■ **Exercise requirements**
Keep only the lines that hold the string "object", filtering out the rest of the entries below.

■ **Supplied data**
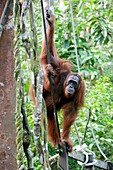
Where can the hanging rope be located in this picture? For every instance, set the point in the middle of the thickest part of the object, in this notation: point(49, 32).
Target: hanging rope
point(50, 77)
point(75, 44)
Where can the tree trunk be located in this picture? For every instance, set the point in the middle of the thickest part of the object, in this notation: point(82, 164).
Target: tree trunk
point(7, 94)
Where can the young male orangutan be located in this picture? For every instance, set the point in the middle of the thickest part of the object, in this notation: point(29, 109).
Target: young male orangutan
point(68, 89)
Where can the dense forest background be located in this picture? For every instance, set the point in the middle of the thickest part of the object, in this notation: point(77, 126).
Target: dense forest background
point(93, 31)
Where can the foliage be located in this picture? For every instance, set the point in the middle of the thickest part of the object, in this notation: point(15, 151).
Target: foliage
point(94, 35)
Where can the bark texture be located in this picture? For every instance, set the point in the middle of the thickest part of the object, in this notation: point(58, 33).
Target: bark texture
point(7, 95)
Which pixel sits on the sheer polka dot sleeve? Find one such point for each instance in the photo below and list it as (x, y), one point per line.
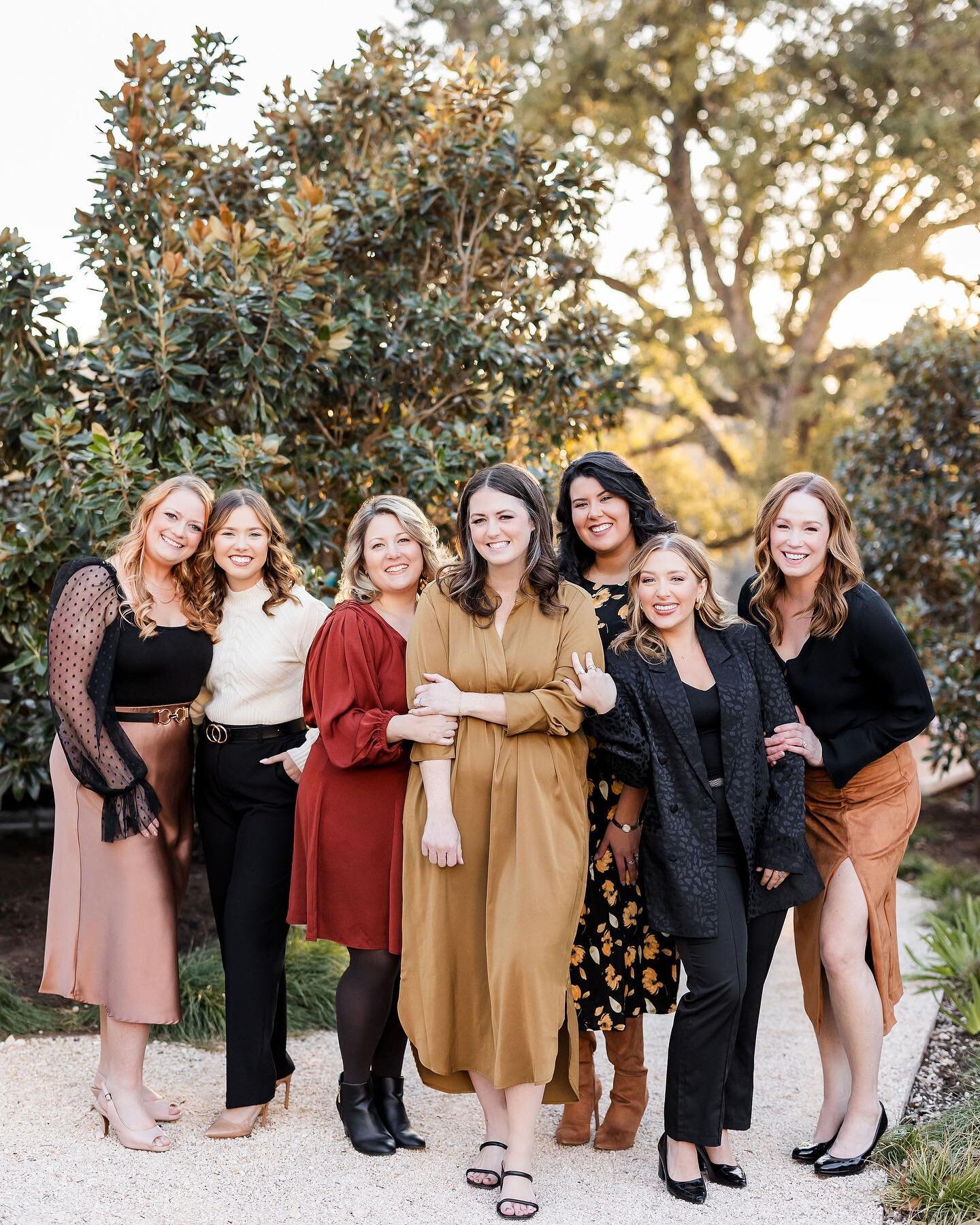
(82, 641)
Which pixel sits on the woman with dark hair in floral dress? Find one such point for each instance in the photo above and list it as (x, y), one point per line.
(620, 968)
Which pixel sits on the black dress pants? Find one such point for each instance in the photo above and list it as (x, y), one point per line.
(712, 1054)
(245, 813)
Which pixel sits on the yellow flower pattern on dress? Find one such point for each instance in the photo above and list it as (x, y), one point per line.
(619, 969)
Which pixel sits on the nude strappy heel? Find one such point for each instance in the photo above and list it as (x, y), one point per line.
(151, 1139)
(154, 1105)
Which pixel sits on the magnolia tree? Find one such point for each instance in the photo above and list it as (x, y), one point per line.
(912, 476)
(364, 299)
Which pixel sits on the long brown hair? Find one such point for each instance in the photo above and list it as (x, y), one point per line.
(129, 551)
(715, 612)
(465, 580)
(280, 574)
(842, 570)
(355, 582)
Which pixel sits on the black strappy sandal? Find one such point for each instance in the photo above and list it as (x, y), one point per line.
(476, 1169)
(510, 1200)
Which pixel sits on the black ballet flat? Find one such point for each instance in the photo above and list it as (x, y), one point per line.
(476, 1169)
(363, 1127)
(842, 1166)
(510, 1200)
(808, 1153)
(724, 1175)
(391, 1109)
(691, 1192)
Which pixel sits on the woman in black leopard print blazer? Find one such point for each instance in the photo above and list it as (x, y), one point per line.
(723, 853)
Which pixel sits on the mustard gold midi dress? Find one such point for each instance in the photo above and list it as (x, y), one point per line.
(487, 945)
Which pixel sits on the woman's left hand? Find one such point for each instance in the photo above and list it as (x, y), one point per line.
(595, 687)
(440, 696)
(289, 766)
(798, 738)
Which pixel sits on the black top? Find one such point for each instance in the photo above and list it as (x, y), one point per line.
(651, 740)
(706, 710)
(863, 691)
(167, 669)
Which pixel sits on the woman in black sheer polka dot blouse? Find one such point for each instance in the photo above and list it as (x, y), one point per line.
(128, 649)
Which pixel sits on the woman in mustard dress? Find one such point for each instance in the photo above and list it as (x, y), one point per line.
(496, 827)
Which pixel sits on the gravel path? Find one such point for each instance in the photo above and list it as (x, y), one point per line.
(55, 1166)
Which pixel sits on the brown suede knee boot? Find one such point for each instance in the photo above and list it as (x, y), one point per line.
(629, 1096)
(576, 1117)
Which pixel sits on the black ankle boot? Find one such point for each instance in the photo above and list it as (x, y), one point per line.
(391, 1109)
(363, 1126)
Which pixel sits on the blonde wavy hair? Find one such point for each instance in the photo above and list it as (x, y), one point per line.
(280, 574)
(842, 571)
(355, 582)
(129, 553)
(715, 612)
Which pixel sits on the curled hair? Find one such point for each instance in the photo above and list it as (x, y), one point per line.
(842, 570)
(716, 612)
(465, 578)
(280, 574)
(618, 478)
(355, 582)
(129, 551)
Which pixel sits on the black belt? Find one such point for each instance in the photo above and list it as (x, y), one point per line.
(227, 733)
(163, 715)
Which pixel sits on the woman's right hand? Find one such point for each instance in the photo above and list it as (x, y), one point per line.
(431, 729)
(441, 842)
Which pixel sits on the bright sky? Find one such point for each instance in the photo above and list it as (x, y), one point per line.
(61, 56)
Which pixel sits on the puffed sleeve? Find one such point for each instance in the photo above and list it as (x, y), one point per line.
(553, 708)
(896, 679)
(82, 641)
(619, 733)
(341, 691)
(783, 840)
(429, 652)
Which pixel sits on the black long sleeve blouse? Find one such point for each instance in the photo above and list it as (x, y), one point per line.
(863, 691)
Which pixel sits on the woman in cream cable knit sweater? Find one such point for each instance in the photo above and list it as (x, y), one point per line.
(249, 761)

--

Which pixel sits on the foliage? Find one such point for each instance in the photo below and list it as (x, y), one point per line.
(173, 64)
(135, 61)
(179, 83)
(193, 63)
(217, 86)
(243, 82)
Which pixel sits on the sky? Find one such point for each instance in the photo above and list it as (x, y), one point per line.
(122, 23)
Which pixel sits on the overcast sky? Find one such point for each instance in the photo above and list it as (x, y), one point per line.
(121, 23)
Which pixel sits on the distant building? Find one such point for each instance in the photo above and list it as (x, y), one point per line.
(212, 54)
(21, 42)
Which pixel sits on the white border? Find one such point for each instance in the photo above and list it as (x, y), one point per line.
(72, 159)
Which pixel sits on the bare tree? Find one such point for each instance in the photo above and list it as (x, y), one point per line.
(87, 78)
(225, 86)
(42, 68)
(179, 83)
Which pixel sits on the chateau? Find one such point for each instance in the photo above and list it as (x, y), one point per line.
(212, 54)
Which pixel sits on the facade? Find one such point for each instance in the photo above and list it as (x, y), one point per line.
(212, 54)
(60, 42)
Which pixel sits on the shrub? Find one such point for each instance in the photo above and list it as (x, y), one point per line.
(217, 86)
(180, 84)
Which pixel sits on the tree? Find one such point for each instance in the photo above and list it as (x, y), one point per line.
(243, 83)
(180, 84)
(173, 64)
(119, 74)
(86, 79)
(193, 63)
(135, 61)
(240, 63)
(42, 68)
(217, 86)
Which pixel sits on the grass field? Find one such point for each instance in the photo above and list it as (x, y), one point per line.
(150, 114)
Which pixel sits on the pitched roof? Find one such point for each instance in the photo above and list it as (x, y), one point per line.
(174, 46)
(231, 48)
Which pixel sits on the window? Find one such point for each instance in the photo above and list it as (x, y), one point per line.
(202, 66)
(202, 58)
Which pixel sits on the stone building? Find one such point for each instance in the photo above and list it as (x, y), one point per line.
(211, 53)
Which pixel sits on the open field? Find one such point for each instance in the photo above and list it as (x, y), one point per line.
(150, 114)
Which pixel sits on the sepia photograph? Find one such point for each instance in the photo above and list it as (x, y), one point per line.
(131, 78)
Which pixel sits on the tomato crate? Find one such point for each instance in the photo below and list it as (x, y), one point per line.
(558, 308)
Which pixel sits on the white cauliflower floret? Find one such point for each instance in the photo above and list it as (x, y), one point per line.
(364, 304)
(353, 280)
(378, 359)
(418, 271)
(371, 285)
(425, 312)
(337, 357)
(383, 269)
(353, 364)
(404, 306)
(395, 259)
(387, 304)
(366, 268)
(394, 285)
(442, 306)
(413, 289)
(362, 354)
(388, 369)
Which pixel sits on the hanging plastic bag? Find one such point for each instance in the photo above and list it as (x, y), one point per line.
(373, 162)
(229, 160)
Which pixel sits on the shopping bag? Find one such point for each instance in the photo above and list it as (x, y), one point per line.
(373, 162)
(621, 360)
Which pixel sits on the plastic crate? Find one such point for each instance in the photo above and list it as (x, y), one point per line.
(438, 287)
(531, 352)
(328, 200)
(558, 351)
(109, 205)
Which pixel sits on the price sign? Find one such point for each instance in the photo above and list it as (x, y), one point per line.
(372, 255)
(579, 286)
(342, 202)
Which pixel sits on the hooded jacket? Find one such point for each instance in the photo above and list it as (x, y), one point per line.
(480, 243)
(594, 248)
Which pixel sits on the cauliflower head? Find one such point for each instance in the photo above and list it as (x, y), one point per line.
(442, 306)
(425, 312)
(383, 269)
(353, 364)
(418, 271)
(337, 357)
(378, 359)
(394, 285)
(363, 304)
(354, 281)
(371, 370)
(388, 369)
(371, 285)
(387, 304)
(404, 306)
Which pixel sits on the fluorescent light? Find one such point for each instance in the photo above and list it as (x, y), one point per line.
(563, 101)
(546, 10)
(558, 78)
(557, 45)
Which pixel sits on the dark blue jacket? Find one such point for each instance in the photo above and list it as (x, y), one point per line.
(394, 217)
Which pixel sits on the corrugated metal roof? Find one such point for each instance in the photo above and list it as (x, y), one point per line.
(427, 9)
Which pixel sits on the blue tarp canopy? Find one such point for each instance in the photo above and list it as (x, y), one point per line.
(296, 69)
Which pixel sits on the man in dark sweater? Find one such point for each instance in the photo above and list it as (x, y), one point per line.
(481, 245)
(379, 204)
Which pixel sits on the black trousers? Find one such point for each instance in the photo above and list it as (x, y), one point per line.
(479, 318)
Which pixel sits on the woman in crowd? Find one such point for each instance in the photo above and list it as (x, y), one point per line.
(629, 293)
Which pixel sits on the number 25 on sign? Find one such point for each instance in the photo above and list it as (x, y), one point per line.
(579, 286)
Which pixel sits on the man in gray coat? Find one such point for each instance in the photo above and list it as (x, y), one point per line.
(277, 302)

■ **Task result**
Where can the hanging rope be located in this picture? For every instance, set the point in the middle of the thickest part of the object, in this notation: point(49, 32).
Where can the tree trunk be located in this picture? For every instance, set the point in the middle of the thickest part of the object, in this notation: point(82, 164).
Where can the young male orangutan be located in this picture? For every instance, set the point in the middle of the thickest part of the object, in this notation: point(29, 109).
Where can the dense forest background be located in this picture? For every instance, set the point in the middle of the thickest part of the object, in this notation: point(77, 126).
Where can the foliage be located in this picture? For every instance, set the point in the middle of the thickest part of the object, in this notation: point(15, 151).
Where can the bark texture be located in this picture? For every instance, set the point in the middle of the thickest part of the object, in this notation: point(58, 33).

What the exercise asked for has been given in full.